* **What you need to do**:
Look for the word "frame" in the data below, and copy every line that holds it.

Natural language region descriptions:
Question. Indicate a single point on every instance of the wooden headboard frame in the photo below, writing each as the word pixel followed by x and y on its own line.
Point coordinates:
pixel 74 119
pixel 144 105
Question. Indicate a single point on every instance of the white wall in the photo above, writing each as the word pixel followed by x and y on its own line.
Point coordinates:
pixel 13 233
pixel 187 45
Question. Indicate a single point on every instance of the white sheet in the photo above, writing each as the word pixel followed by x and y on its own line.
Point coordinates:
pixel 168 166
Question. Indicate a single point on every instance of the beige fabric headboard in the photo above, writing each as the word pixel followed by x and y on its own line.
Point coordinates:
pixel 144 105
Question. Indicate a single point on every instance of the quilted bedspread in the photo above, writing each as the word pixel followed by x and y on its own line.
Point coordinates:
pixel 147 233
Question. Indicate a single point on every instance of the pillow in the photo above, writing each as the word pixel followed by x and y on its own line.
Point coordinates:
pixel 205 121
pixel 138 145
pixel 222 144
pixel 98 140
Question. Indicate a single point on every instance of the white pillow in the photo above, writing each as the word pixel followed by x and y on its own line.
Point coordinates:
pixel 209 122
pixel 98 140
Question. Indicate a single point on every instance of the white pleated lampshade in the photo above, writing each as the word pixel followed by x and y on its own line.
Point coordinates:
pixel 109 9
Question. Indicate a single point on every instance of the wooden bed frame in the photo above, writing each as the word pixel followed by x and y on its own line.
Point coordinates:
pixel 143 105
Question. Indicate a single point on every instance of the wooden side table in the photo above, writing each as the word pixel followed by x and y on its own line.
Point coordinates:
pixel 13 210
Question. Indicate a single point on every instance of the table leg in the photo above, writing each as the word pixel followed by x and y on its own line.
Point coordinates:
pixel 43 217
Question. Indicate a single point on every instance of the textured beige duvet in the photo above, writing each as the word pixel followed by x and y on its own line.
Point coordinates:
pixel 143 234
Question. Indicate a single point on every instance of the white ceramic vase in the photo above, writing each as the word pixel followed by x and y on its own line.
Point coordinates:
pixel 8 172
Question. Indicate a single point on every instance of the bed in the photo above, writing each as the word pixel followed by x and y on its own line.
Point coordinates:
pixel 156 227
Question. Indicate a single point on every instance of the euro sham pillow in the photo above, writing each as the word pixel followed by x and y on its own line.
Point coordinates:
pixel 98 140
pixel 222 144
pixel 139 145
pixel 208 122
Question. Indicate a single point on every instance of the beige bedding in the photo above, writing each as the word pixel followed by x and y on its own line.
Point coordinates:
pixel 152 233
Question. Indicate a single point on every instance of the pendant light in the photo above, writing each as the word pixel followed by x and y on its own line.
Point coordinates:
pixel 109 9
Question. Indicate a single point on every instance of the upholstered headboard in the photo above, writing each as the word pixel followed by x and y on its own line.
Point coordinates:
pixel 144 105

* **Exercise answer**:
Question. Indicate a single point on every instance of the wooden headboard frame in the photo below, writing each as the word pixel followed by x and y on its own line.
Question. Indicate a single point on every instance of the wooden bed frame in the photo above, writing each as the word pixel followed by x and y on its own line.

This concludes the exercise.